Written exercise =>
Rewrite the data with every "sneaker" changed to "shoe", keeping everything else the same and leaving out the pictures.

═════ Data to process

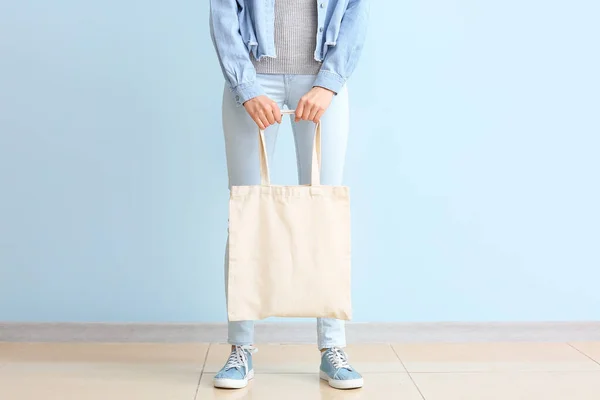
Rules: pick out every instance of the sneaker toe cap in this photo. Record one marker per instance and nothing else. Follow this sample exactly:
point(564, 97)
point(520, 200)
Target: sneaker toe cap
point(346, 374)
point(230, 374)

══════════

Answer to this task =>
Rules: pick out every instance of the shoe toe cap in this photo. Record one marker per instance and nothing else. Follow this sample exactly:
point(564, 97)
point(520, 200)
Target: shoe toe cap
point(346, 374)
point(230, 374)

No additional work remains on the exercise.